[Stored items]
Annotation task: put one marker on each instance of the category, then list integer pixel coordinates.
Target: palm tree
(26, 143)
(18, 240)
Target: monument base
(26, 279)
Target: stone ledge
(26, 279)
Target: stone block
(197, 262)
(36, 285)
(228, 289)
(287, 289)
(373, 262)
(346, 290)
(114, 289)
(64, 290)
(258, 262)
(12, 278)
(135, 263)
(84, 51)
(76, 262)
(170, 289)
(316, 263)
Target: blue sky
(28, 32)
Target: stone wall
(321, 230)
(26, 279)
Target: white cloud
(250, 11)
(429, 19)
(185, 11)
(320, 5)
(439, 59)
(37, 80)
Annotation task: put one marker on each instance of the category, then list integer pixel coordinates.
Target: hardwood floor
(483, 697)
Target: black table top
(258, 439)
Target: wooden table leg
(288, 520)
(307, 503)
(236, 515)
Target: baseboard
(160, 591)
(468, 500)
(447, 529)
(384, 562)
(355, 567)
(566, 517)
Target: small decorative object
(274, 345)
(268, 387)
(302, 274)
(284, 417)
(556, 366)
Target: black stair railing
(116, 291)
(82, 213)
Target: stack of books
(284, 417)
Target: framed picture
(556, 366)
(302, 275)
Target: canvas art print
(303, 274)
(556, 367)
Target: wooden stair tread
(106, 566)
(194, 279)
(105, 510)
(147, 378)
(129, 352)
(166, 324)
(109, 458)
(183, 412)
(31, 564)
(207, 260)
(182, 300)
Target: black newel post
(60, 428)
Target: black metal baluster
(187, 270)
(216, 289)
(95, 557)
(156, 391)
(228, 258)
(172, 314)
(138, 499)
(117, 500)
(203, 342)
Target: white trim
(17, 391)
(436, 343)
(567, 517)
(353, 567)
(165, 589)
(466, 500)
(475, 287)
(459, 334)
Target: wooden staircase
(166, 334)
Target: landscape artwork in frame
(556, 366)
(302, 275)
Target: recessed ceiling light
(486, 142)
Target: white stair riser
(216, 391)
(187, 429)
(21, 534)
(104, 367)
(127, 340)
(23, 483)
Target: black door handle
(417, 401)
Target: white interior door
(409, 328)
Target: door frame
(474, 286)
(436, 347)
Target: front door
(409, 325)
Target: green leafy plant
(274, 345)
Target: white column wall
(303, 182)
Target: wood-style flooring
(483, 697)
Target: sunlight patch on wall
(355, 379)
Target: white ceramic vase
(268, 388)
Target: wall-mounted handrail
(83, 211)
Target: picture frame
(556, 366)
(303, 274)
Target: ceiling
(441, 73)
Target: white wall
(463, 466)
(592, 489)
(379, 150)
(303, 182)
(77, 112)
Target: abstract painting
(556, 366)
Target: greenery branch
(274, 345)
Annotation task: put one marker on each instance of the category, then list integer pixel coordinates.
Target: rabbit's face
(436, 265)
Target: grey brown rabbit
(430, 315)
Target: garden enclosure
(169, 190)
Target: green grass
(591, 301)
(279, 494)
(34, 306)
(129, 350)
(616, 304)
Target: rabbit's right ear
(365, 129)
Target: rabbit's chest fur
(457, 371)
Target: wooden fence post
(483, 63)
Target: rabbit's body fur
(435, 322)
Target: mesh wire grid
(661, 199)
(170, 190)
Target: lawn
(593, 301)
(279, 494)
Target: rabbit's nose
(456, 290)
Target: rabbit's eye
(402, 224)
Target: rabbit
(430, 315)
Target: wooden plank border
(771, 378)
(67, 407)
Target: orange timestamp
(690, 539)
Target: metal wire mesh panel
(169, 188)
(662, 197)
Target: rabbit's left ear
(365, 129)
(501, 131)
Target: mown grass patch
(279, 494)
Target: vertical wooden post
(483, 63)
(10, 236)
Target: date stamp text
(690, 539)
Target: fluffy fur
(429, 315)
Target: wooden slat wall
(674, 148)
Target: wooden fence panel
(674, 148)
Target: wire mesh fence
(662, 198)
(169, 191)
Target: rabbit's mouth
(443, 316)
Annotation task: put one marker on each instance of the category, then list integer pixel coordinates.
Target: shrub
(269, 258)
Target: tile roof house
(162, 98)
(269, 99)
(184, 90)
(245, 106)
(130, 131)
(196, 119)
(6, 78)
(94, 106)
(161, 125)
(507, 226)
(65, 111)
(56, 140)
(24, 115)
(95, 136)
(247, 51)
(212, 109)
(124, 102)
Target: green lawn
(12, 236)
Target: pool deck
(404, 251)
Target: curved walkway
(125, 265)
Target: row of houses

--- Your objective ---
Nothing should appear in the output except the lines from the one with "Target: date stamp text" through the end of the records above, copied exactly.

--- Written response ---
Target: date stamp text
(690, 539)
Target: fluffy fur
(429, 315)
Target: wooden slat wall
(674, 148)
Target: wooden fence panel
(674, 148)
Target: wire mesh fence
(662, 198)
(169, 191)
Target: rabbit's mouth
(443, 316)
Annotation task: put one marker on each instance of the category, then list integer pixel coordinates.
Target: shrub
(269, 258)
Target: tile roof house
(162, 98)
(269, 99)
(184, 90)
(245, 106)
(130, 131)
(196, 119)
(6, 78)
(94, 106)
(161, 125)
(507, 226)
(65, 111)
(56, 140)
(24, 115)
(95, 136)
(247, 51)
(212, 109)
(124, 102)
Target: green lawn
(12, 236)
Target: pool deck
(404, 251)
Target: curved walkway
(125, 265)
Target: row of houses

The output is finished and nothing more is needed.